PROBLEM REQUIREMENTS: Every line of the listing that follows must be written out unchanged.

SOURCE INFORMATION:
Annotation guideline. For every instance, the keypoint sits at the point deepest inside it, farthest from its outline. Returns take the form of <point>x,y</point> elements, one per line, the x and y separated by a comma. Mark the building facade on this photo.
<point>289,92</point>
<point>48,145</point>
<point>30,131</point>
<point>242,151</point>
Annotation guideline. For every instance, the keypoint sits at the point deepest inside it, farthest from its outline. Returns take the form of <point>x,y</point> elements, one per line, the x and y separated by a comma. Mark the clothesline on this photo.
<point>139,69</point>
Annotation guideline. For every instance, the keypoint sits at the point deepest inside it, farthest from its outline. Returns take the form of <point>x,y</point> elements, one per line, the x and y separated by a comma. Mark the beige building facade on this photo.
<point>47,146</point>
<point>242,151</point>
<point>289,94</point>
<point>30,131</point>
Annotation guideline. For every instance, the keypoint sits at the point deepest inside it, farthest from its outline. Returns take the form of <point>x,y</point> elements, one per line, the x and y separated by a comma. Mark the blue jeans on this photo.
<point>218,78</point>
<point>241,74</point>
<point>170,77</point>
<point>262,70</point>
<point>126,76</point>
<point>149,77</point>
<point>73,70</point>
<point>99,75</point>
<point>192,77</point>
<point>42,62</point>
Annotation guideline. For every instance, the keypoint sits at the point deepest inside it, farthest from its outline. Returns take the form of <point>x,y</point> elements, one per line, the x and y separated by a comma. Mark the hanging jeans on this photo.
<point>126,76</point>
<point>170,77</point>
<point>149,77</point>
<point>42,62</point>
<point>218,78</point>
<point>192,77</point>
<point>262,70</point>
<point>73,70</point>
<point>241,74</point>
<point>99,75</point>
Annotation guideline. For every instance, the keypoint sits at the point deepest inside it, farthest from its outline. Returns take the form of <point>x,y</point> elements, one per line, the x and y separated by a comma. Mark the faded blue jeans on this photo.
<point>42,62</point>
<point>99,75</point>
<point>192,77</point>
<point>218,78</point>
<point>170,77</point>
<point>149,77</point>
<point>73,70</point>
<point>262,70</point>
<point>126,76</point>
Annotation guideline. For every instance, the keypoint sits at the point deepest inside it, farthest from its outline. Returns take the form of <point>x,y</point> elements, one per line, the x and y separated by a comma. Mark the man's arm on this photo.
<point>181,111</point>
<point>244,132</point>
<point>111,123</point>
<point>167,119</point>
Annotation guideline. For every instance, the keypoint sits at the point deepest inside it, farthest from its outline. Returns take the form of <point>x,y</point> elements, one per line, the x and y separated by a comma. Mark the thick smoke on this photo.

RESULT OF THE TASK:
Annotation guideline. For every instance, the keypoint sits at the point deepest inside it, farthest from its outline. Returns take the form of <point>x,y</point> elements, one per line, the x and y separated by a comma. Mark the building facade on this photo.
<point>289,92</point>
<point>48,145</point>
<point>30,131</point>
<point>242,151</point>
Annotation guideline. For every instance, the keypoint sits at the point deepest inside it, farthest from its outline. Returns take the form of <point>x,y</point> elements, one per line, the x and y separated by a comma. Mark the clothesline on this photo.
<point>139,69</point>
Annotation guideline. For every instance, the keypoint sits at the point deepest inside it, farthest from its outline. Returns take the form of <point>x,y</point> elements, one per line, the x and y separated by a comma. Mark the beige building facade on this photo.
<point>47,146</point>
<point>242,151</point>
<point>289,94</point>
<point>30,131</point>
Annotation guideline. For every instance, the keypoint sits at the point deepest inside it, farthest from its outline. Returns take the form of <point>x,y</point> elements, one per line, the x and y separated by a comma. Mark the blue jeans on this photo.
<point>218,78</point>
<point>241,74</point>
<point>170,77</point>
<point>262,70</point>
<point>126,76</point>
<point>149,77</point>
<point>73,70</point>
<point>99,75</point>
<point>192,77</point>
<point>42,62</point>
Annotation guideline. For every instance, the keypoint sits at the point deepest inside it, farthest from its outline. Returns take the form of <point>x,y</point> elements, one per line, the x and y separated by a comma. Mark the hanging jeans on this photo.
<point>126,76</point>
<point>170,77</point>
<point>149,77</point>
<point>42,62</point>
<point>218,78</point>
<point>192,77</point>
<point>262,70</point>
<point>73,70</point>
<point>241,74</point>
<point>99,75</point>
Annotation guideline. For every instance, the keypoint sits at the point deepest inside it, farthest from its outline. Returns take the form of <point>x,y</point> elements, one per line, the x and y separated by a comma. Mark the faded blue jeans on this photo.
<point>42,62</point>
<point>99,75</point>
<point>192,77</point>
<point>218,78</point>
<point>170,77</point>
<point>149,77</point>
<point>73,70</point>
<point>262,70</point>
<point>126,76</point>
Annotation guideline. For every instance, the keypoint sits at the point deepest inside it, farthest from its outline. Returns take the form of <point>x,y</point> elements, one per line, the x and y separated by a comma. Mark the man's arm on this photo.
<point>181,111</point>
<point>244,132</point>
<point>111,123</point>
<point>167,119</point>
Annotation guideline. For every instance, the keypoint sits at the point deepest inside it, farthest from its outline. Returns take the form of <point>x,y</point> elements, one per line, the x and y separated by a comma. Mark the thick smoke on this photo.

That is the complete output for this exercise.